_TRY IT:_ Write out the listing below without alteration, omitting its pictures.

_DATA EXTRACT:_
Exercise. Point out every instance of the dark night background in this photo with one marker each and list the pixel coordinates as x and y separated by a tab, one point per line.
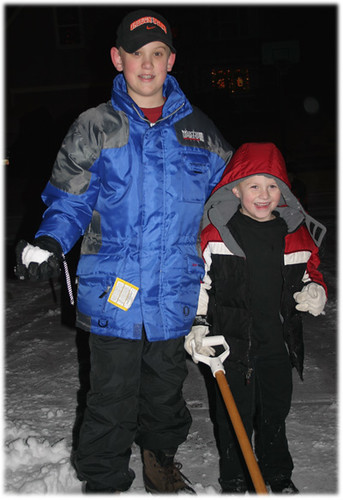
281	86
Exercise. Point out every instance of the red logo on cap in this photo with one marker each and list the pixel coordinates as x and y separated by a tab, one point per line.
148	20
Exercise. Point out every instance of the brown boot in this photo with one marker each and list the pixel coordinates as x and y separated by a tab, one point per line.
165	478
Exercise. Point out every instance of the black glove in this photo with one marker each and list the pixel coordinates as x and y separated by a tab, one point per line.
39	261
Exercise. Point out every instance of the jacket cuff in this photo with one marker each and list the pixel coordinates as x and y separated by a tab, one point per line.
50	244
200	320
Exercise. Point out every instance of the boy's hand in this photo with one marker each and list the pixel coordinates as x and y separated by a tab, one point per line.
36	263
312	298
197	334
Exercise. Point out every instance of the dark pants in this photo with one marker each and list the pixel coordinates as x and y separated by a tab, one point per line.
135	395
263	405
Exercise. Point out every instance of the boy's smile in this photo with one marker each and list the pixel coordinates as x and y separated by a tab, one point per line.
259	196
145	71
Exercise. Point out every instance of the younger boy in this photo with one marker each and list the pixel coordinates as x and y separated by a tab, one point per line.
261	258
132	177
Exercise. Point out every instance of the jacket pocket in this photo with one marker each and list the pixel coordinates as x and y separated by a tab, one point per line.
194	177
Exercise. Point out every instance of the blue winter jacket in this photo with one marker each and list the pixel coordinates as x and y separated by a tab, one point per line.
135	191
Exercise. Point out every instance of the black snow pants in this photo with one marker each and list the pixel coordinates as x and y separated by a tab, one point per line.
263	404
135	396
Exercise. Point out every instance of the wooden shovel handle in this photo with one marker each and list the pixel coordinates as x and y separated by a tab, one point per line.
241	434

_ANSWER BOX:_
Exercise. Point out every instance of the dark night background in this photo with one marker each and list the pixel coordinates as x and y separated by a tab, one point per line.
281	86
Exercise. Point out every instance of the red logo on cap in this photo with one marker each and list the pixel coordinates as x and y separated by a tab, one point per line.
148	20
Exercise. Point out every instance of the brown boot in this photo with one marker each and list the pixel coordinates as x and y separated by a tab, one point per line.
165	478
Exercise. Point out every instance of the black glove in this photo with one marker each and list the pixel coordinates as x and y separated by a tab, one point per line.
39	261
Exercise. Point out every instance of the jacket cuff in this photo with one marker each and list the pixel coordinates as x and y separated by a tab, one point per line.
50	244
200	320
Exercise. Point out every instance of the boy's hand in this photo with one marker each and list the pixel coordinates as x and y separated by a tab, one point per line.
36	263
312	298
197	334
Exercise. Point out every instance of the dark pants in this photo with one marker each and list the pixel coordinates as x and y separated by a tab, one point per line.
135	395
263	405
Exercise. Point out every instance of the boy's smile in this photo with one marker each and list the pixel coordinates as x and y separated by a tab, one point per line.
259	196
145	71
Exercise. Point out every instance of the younger boy in this photo with one marker each and list the pixel coordinates as x and y separated by a tab, one point per line.
261	258
132	177
Exercise. Point out every instance of the jacket pocket in this photo with one marker each and list the pixel coordinates as x and y separated by a tab, one point per line.
194	177
Exercise. Point out every instance of the blue winter jacket in this photo with one marker each and list the pixel coordinates as x and y separated by a tab, one point per line.
135	191
Exercise. Point out every instance of the black snow pants in this photo with one marker each and list the pixel coordinates as x and y separated by a tab, one point per line.
263	404
135	396
Exercise. Point out every instance of the wooden shovel handle in this photo with one marker each and list the pixel coordinates as x and y separated by a tab, one point per line.
241	434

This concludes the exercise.